• WORK TO BE COMPLETED: Rewrite each of the items below, swapping "Drop a point there" for "Place a marker there" and keeping everything else the same, and leave the pictures out of your answer.

• INFORMATION SHOWN:
--------------------------------------------------

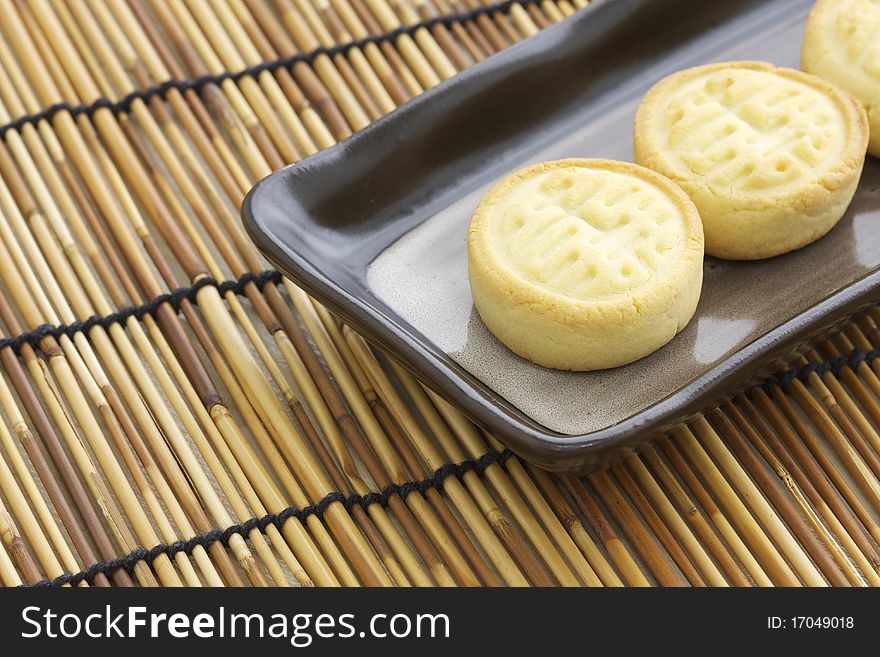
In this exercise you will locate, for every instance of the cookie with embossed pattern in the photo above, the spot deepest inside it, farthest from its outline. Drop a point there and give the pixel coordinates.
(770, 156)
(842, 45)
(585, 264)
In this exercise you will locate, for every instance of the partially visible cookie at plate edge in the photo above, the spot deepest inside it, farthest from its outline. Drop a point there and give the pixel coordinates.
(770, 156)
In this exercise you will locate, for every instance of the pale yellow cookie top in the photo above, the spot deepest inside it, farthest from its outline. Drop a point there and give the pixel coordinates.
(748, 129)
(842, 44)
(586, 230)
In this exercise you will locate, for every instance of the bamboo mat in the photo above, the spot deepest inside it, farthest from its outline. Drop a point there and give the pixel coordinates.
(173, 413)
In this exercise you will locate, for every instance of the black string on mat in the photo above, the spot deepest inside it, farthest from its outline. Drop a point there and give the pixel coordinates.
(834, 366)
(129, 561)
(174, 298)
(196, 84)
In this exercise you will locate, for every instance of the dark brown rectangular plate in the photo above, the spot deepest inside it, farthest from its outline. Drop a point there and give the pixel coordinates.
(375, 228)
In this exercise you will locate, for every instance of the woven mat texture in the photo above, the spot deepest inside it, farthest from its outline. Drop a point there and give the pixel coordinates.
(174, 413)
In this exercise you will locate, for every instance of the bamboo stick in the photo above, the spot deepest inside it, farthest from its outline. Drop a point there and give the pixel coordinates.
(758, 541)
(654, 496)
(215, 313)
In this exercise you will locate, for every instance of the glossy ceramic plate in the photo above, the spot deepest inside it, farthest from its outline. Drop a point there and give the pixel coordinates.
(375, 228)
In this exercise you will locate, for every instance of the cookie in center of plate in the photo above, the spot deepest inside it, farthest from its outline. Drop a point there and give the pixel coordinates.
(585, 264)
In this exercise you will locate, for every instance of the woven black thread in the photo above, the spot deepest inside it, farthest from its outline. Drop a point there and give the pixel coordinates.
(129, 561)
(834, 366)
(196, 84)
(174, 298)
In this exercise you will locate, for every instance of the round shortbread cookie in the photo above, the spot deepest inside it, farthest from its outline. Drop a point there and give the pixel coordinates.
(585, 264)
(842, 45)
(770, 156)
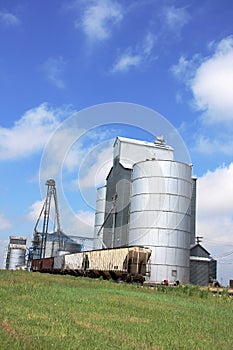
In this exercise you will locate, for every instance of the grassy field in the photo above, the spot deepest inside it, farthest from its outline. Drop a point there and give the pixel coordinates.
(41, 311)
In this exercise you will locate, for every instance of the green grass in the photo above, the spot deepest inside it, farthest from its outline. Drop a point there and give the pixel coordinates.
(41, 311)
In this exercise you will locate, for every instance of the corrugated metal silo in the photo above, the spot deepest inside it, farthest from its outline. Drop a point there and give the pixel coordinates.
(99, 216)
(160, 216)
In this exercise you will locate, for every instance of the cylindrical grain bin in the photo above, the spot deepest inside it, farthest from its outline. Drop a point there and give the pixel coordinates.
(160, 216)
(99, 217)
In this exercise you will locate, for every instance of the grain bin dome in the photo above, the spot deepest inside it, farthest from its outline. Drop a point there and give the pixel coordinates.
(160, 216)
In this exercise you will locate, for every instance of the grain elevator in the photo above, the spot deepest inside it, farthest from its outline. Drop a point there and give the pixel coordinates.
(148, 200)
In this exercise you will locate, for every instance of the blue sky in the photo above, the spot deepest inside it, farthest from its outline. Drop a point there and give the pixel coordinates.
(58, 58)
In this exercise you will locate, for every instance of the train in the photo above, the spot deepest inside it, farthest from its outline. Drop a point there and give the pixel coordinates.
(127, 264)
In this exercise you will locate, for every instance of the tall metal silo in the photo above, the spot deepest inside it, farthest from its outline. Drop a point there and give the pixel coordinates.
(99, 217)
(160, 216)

--------------------------------------------------

• EXERCISE RESULT:
In this exercise you will locate, for every instance of the cookie with embossed pattern in the photo above, the spot deepest inside it, farthest from its outline. Place a marker there and give the pixel coordinates.
(770, 156)
(842, 45)
(585, 264)
In this exercise you will locate, for every instance of the partially visible cookie at plate edge in the photo above, the spot deepest inside it, farthest from its outline. Place a marker there and give the pixel coordinates.
(770, 156)
In this exercise you will locate, for every instance of the pale yellow cookie top in the photo above, the spot deepest inside it, farthest from its outline. Place a marker there and give the pixel coordinates.
(748, 129)
(842, 44)
(586, 230)
In this exercise you will locate, for every instance of the bamboo mat in the photo above, the spot deepest inside it, farthest from its outline. Place a marker there and give the pixel coordinates.
(173, 413)
In this exercise you will locate, for every instance of the black string on mat in the photo above, the spot deepest inside it, farthest from its outline. Place a marker there and give the pixel coordinates.
(834, 366)
(129, 561)
(174, 298)
(196, 84)
In this exercise you will locate, for every instance of the dark brown rectangular plate in the photo above, the spot deepest inside it, farthest from its outline. Place a marker there and give the pixel coordinates.
(375, 228)
In this exercise you will locate, for every instance of the woven mat texture in the photo above, the spot deepest inside it, farthest from its outline. Place a marker there and give the pixel coordinates.
(174, 413)
In this exercise you will locate, for every instance of the bamboo stick in the photo above, the spot deepest inside it, farthest from its outline. Place a marker there and give the pixel coordinates.
(758, 541)
(654, 496)
(215, 313)
In this exercise you will locate, for every instance of the glossy ceramic plate in the photo above, the spot deepest inside it, farthest from its outline. Place a marker there and give the pixel coordinates.
(375, 228)
In this exercise you will locate, for every instance of the cookie in center of plate in the photo above, the spot deepest inside it, farthest from its outline. Place a marker there and give the pixel coordinates.
(585, 264)
In this exercise you will locate, for every instance of the woven black thread in the photo above, the spot deepest inside it, farthest from its outline. Place a marker there and give the pixel coordinates.
(129, 561)
(834, 366)
(196, 84)
(174, 298)
In this exercise you will locate, for every instance of the round shortbread cookie in the photo above, the spot deepest inside it, farthest from its outline. Place a marker there and give the pixel coordinates.
(585, 264)
(842, 45)
(770, 156)
In this exercise you will locate, for every instance of the grassy field in the photo above, the spot deepest inside it, farthest from its outline. Place a marker there and give the pixel coordinates.
(41, 311)
In this exercise you will locate, for every instance of the green grass in the photo above, the spot deepest inside it, farthest from its outline. Place a marker there and give the pixel coordinates.
(41, 311)
In this exercise you will locate, for every instance of the corrugated metal silo in the photo above, the spot deepest inside it, farthest from its outline. Place a marker there and give the pixel coordinates.
(99, 216)
(160, 216)
In this exercise you will locate, for every instance of the cylindrical grain bin in the photo above, the spot deepest inside it, farthest from its outline. Place a marker there and give the pixel coordinates.
(160, 216)
(99, 217)
In this exercise you will locate, for every instance of the grain bin dome in the photo above, the spot deepest inside it, farthest from its outline. Place a marker there and give the pixel coordinates.
(160, 216)
In this exercise you will locate, for every instance of the grain elevator in the photo above, the spot deepest inside it, farthest from its outline. Place a marker there and give the pixel coordinates.
(148, 200)
In this exercise you will locate, for every instance of the blue sky in the photo above, the spot deepest inside it, farthest from its outline. Place a marker there and give the pixel coordinates.
(58, 58)
In this exercise you will locate, for every instance of the train in the photo above, the spot deepest inside it, farthest from its outline. Place a marker there and give the pixel coordinates.
(127, 264)
In this exercise you will locate, for every instance of the tall metal silo in the photo above, the spot deepest inside it, farthest from its outline. Place a marker there and give the pixel coordinates.
(99, 217)
(160, 216)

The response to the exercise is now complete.